» **Objetivo A**
En el artículo sobre Ucrania, ¿bajo qué rótulo legitima el discurso mediático europeo ciertas respuestas de la sociedad civil?

Entre muchas de las cosas que están pasando en el contexto de la brutal ocupación y guerra en Ucrania, me ha llamado la atención en los últimos días ciertas respuestas que se están produciendo desde la sociedad civil, y que están siendo legitimadas por el discurso mediático europeo bajo el rótulo de “heroicas”. Me voy a referir en concreto a dos situaciones que creo necesitan ser pensadas en voz alta. Por un lado, la llegada desde otros países de miles de civiles ucranianos, de origen ucraniano, o extranjero para combatir en Ucrania. Por otro lado, la conformación de convoyes procedentes de diversos países europeos para recoger a personas refugiadas en países del Este con el objetivo de llevárselas “a casa”.
La llegada y recepción de decenas de miles de combatientes a lugares en guerra no es un hecho reciente. Este fenómeno ha sido analizado, en contextos medio-orientales y africanos, y desde los propios marcos de significación europeos, en general occidentales, bajo la sombra fantasmagórica del Yihadismo. En la guerra actual ucraniana, sin embargo, la maquinaria mediática europea está construyendo la llegada de combatientes (la mayoría civiles, pero también ex militares y mercenarios) como un acto heroico, de sacrificio y resistencia feroz frente al avance ruso. En este sentido, no es extraño encontrar en los últimos días, tanto en medios de derecha como de izquierda, el uso del término internacionalismo (unos vaciándolo de significado, otros construyendo un paralelismo absurdo), para nombrar a esos miles de voluntarios que siguen cruzando las fronteras de Ucrania para luchar contra el ejército ruso. Frente a ese relato plano, generador además de un “efecto llamada”, reflexiones sobre las implicaciones éticas de entrenar y armar a civiles, sobre quiénes son dichos civiles o cuáles son sus motivaciones, desaparecen de cualquier noticia o discusión.

» **Objetivo B**
Identifica, por favor, cada línea de las entradas que contenga la palabra "psyllid" y cópiala. Se distinguen mayúsculas y minúsculas.

Filas del conjunto de datos de señalamiento de objetos
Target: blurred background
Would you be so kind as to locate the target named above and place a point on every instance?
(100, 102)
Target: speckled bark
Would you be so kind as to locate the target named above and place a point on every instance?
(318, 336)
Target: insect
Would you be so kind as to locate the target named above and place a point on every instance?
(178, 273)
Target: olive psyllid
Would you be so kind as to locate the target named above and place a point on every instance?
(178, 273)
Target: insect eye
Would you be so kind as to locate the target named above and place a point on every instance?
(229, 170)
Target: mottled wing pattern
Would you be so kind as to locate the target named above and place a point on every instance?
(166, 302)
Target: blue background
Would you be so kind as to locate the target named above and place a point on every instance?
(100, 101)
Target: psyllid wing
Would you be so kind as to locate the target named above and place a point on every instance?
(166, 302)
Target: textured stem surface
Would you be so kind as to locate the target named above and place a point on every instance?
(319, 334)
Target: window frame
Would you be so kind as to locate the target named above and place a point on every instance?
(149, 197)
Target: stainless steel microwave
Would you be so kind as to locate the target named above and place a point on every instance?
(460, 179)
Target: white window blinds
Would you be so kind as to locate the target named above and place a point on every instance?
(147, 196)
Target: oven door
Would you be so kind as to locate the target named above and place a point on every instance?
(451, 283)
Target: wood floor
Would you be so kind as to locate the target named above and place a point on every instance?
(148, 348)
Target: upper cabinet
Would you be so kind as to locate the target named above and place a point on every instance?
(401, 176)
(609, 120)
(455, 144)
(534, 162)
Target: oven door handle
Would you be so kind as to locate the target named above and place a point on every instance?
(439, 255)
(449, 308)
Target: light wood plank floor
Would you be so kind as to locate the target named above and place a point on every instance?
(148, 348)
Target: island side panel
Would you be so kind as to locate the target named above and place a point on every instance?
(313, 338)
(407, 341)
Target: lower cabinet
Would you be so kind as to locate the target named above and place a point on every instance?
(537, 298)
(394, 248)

...

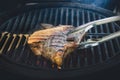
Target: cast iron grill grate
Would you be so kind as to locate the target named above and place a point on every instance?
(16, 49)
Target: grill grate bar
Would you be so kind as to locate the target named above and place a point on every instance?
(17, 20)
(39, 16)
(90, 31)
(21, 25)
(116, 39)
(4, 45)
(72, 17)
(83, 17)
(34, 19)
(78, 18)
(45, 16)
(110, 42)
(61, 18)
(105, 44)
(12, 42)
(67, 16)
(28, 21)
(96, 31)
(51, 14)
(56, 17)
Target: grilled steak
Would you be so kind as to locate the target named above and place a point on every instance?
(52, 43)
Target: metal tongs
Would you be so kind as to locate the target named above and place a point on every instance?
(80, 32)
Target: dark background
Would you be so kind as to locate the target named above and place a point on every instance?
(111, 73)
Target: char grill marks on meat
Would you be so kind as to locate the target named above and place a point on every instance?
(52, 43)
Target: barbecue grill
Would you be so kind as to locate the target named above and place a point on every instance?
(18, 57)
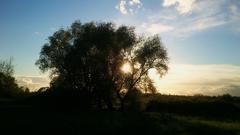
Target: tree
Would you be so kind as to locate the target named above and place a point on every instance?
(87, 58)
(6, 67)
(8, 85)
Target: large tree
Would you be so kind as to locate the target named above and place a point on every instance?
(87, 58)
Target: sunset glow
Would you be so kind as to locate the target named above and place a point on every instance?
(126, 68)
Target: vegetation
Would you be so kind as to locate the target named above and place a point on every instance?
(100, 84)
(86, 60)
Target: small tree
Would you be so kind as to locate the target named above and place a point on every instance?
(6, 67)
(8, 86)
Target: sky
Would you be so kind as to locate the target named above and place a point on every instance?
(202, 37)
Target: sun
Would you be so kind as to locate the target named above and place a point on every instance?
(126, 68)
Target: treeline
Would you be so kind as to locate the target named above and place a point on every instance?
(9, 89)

» **Solución A**
Bajo el rótulo de “heroicas”.

» **Solución B**
Target: olive psyllid
Target: psyllid wing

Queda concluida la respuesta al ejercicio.